Recorded data:
↓↓↓
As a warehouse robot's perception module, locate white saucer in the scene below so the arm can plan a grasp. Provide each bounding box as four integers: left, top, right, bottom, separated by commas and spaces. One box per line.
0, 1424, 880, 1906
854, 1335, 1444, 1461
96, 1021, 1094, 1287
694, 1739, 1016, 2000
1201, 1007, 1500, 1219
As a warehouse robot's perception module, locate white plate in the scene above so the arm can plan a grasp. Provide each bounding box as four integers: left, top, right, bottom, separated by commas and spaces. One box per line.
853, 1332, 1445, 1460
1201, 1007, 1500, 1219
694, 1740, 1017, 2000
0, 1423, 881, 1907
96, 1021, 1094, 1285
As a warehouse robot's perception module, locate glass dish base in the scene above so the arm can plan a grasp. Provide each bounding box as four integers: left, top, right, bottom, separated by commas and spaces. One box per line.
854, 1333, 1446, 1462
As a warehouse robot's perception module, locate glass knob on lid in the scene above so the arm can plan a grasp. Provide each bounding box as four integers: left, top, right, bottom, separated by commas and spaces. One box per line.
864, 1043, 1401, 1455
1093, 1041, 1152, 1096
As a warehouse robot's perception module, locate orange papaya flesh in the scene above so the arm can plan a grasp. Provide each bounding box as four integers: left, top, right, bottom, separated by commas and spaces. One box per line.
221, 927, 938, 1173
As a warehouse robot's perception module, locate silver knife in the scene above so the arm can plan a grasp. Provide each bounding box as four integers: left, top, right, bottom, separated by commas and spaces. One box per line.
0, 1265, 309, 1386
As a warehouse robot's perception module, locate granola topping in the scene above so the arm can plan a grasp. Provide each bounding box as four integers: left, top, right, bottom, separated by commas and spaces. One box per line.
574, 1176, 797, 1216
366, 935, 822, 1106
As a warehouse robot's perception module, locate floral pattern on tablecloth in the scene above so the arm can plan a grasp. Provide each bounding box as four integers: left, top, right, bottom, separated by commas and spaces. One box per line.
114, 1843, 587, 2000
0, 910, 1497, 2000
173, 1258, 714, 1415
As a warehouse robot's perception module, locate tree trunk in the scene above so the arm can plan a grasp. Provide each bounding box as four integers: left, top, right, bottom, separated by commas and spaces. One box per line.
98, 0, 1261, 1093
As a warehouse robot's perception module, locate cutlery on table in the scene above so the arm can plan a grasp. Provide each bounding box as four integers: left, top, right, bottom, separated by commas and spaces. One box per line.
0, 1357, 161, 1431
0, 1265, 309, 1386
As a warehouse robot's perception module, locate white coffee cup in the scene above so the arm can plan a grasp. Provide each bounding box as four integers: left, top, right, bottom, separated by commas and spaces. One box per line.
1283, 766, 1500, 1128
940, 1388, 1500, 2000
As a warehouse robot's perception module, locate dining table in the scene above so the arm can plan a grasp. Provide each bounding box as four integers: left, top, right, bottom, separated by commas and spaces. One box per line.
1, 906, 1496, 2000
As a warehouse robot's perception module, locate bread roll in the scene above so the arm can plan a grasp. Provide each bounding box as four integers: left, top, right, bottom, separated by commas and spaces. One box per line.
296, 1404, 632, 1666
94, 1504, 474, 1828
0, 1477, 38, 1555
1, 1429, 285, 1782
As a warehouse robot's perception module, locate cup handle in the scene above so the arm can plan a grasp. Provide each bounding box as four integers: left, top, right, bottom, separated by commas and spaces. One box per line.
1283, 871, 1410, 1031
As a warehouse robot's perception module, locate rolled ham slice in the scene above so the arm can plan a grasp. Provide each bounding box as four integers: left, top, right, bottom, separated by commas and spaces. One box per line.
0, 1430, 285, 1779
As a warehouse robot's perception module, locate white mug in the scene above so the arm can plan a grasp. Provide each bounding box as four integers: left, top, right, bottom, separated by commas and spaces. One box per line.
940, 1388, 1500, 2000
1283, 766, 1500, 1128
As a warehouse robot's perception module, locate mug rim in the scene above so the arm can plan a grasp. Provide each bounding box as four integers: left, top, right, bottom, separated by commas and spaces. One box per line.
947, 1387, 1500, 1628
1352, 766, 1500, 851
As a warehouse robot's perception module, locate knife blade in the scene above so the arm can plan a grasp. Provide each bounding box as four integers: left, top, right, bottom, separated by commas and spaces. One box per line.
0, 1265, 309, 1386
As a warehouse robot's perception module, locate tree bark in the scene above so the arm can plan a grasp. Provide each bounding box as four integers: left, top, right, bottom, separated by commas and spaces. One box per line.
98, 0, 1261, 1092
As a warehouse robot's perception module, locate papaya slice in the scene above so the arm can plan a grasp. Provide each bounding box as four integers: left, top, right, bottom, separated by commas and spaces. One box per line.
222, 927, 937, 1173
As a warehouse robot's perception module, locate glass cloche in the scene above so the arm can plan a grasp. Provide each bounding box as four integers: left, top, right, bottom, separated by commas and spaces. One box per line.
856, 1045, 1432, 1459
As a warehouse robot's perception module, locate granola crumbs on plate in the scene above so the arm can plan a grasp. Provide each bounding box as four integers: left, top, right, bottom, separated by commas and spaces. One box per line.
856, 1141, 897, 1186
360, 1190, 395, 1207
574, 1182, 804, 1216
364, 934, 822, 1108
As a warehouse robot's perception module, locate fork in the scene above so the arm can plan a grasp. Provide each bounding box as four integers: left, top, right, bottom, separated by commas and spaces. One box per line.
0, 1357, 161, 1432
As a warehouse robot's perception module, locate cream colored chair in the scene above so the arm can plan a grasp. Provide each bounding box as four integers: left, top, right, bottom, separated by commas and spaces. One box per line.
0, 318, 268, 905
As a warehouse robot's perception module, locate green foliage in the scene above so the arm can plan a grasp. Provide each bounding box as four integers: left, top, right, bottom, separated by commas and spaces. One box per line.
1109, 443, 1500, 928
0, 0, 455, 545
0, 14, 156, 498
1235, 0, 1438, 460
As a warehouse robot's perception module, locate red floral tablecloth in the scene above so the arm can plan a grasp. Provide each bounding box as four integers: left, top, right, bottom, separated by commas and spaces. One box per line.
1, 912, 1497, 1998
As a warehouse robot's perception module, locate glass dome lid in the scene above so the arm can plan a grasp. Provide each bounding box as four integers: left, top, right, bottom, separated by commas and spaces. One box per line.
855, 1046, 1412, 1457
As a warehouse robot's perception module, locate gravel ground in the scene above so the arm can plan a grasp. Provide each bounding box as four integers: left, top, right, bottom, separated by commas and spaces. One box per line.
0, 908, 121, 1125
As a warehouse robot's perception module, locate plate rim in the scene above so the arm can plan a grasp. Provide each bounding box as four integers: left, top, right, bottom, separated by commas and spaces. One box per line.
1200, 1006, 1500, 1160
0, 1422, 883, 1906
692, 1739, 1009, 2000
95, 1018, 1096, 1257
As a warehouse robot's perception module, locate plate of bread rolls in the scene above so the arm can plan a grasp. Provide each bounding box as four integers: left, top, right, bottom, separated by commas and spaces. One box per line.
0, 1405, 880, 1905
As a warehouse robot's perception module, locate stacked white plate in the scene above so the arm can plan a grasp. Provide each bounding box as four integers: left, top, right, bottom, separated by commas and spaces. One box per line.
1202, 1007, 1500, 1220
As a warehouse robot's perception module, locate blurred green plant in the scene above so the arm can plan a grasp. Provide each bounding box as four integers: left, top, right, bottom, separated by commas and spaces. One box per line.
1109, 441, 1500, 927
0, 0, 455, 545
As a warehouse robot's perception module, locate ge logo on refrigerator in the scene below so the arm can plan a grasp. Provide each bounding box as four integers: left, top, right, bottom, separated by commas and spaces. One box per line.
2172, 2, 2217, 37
↑↑↑
Exactly as they appear above, print all the entries.

As a warehouse robot's perception module, locate white saucer in the scene below so the arm can plan a grasp. Provide each bounding box as four integers: left, top, right, bottom, separated by commas and spaces. One box per line.
0, 1424, 880, 1906
854, 1335, 1444, 1461
96, 1021, 1094, 1287
694, 1739, 1016, 2000
1201, 1007, 1500, 1219
As a warehouse robot's perception module, locate white plate in the scene above so the arm can plan a grasp. Provide each bounding box as four integers: left, top, right, bottom, separated by commas and spaces. One box per line.
853, 1332, 1445, 1460
1201, 1007, 1500, 1219
694, 1740, 1017, 2000
0, 1423, 881, 1907
96, 1021, 1094, 1285
As a warehouse robot's perception module, locate glass dish base in the scene above so the arm can plan a grasp. Provide each bounding box as four integers: left, top, right, bottom, separated by commas and spaces. One box per line.
854, 1333, 1446, 1462
As a warehouse robot's perception module, locate glass knob on lid in the scene above so the arm can plan a grasp. Provide each bounding box as four integers: left, top, right, bottom, separated by commas and spaces. One box per line.
864, 1043, 1401, 1455
1093, 1041, 1152, 1096
As a warehouse robot's perception module, locate orange papaya flesh in the scene above so the arm can plan a grasp. Provide each bounding box as four integers: left, top, right, bottom, separated by commas and spaces. One box per line.
221, 927, 938, 1173
As a warehouse robot's perception module, locate silver knife in the scene above so the arm can plan a grasp. Provide each bounding box as four integers: left, top, right, bottom, separated by commas and spaces. One box per line.
0, 1265, 309, 1386
As a warehouse robot's perception module, locate granola topping in the scene above so the arm can plan a grasp. Provide each bounding box as four integers: left, top, right, bottom, separated by commas and spaces. One box per line.
574, 1176, 797, 1216
366, 935, 822, 1106
As a warehouse robot's perception module, locate floral pattern on tablecloth in the scene above so the arm can plan a grasp. Provide each bounding box as four integers: left, top, right, bottom, separated by commas and spaces. One box per line.
114, 1843, 587, 2000
0, 910, 1497, 2000
173, 1258, 714, 1415
As a warehouse robot's perception module, locate tree trunk in the scene above so the arm can plan a grasp. Provide each bounding box as four integers: left, top, right, bottom, separated by commas and spaces. One box per line.
98, 0, 1261, 1093
As a warehouse robot's perception module, locate cutlery on table in the scene above so the arm can plan a grasp. Provide each bounding box as four integers: left, top, right, bottom, separated by commas and spaces. One box per line.
0, 1357, 161, 1431
0, 1265, 309, 1386
As a warehouse robot's perception module, locate white coffee cup in the scene above so the arm can plan a grasp. Provide each bounding box as four integers: left, top, right, bottom, separated by commas and spaces. One box per line.
1283, 766, 1500, 1128
940, 1388, 1500, 2000
As a warehouse robot's perception module, locate dining table in the scene above so the arm can plan a grasp. Provide each bounding box as four integers: left, top, right, bottom, separated by commas and spaces. One box per line.
1, 906, 1496, 2000
As a warehouse robot's perception module, locate bread roll in the scene above so the arm can plan a grasp. Provide each bounding box as four integers: left, top, right, bottom, separated by commas and spaces. One box per line.
296, 1404, 632, 1666
94, 1504, 474, 1828
0, 1477, 38, 1555
1, 1429, 285, 1782
As a warehouse robot's perception module, locate cup handle in the scene above so the arm can plan a grasp. Provide each bounding box as four integers: left, top, right, bottom, separated by commas and spaces. One box per line.
1283, 871, 1410, 1031
As a warehouse robot's perception module, locate rolled ham slice in the scene above so the arm can plan a grasp. Provide each bounding box as four integers: left, top, right, bottom, separated by commas and spaces. One box per line.
0, 1430, 285, 1779
As a warehouse robot's perception module, locate white mug in the scene above so the arm can plan a grasp. Provide each bounding box as four integers: left, top, right, bottom, separated by commas and spaces. One box per line.
940, 1388, 1500, 2000
1283, 766, 1500, 1128
As a warehouse robot's perception module, locate mug rim in the scene above so the arm can plan a grasp. Provide each bounding box as four integers: left, top, right, bottom, separated by commas and spaces. One box per line.
947, 1387, 1500, 1628
1352, 766, 1500, 851
As a warehouse robot's perception module, locate knife blade in the scene above so the arm can plan a grasp. Provide each bounding box as four integers: left, top, right, bottom, separated by commas and spaces. One box per line.
0, 1265, 309, 1386
As a warehouse robot's perception module, locate tree bark in the scene above so the arm can plan a grasp. Provide each bounding box as four integers: left, top, right, bottom, separated by commas and spaces. One box per line.
98, 0, 1261, 1092
As a warehouse robot's perception module, locate papaya slice in the scene above so the arm can plan a grasp. Provide each bounding box as four integers: left, top, right, bottom, separated by commas and spaces. One box per line.
222, 927, 937, 1173
As a warehouse robot's perception module, locate glass cloche in the scene above so the arm can plan a grasp. Provide each bounding box as four integers: left, top, right, bottom, separated by commas and spaces. One box per line.
856, 1045, 1432, 1459
As a warehouse robot's perception module, locate granola crumbs on plate in the scene above so the arm can plan a grasp. Provide each bounding box as four integers: left, top, right, bottom, separated by commas and spaces. One box per line.
856, 1141, 897, 1186
360, 1190, 395, 1207
574, 1182, 804, 1216
364, 934, 822, 1108
As a warehouse robot's perception module, locate fork in the scene above so the arm can plan a grasp. Provide each bounding box as four integers: left, top, right, bottom, separated by commas and spaces. One box per line.
0, 1357, 161, 1432
As a warehouse robot's perception module, locate cream colored chair in the scene above so the arm can plan a grasp. Provide each bounding box as four integers: left, top, right, bottom, separated by commas and spaces. One box per line.
0, 318, 268, 905
As a warehouse robot's perception module, locate green foliage in the scene above so the arm can plan a grasp. Provide each bounding box as four integers: left, top, right, bottom, separated by commas and spaces. One box per line.
1109, 443, 1500, 928
0, 0, 455, 545
0, 14, 156, 498
1235, 0, 1438, 460
As a warehouse robot's perception module, locate red floral tablecloth in the scene above so the arm can plan a grasp. Provide each bounding box as four integers: left, top, right, bottom, separated by commas and spaces. One box per line.
1, 912, 1497, 1998
As a warehouse robot's perception module, locate glass dome lid in the scene above so the arm can plan a grasp. Provide each bounding box as four integers: left, top, right, bottom, separated by commas and spaces. One box per line.
855, 1046, 1412, 1457
As a warehouse robot's perception module, locate gravel ground in the scene above so the arm can plan a grasp. Provide each bounding box as four integers: left, top, right, bottom, separated by commas and spaces. One box per line.
0, 908, 121, 1125
As a warehouse robot's perception module, locate plate rim in the scene above so the arm can plan a grasp. Provide each bounding box as four integers: left, top, right, bottom, separated by commas and spaces. One box per line.
1200, 1006, 1500, 1160
0, 1422, 883, 1906
692, 1739, 1009, 2000
95, 1018, 1096, 1257
As a warehouse robot's perception module, locate plate of bread rolls in the scene above so the arm can plan a grasp. Provide each bounding box as four integers: left, top, right, bottom, separated by commas and spaces. One box per line.
0, 1405, 880, 1905
As a warehouse robot's perception module, locate stacked white plate in the scene above so the arm can plan a grasp. Provide each bounding box as four integers: left, top, right, bottom, separated by commas and spaces. One box per line.
1202, 1007, 1500, 1220
As a warehouse robot's perception module, locate blurred green plant in the scene above so the arm can plan a grasp. Provide each bounding box as four integers: left, top, right, bottom, separated by commas and spaces. One box per line.
1109, 441, 1500, 927
0, 0, 455, 545
As a warehouse robot's perception module, locate ge logo on refrigerator in the scene below so the arm can plan a grasp. Provide each bounding box as four integers: left, top, right, bottom, separated by commas and spaces. One box per line.
2172, 2, 2217, 37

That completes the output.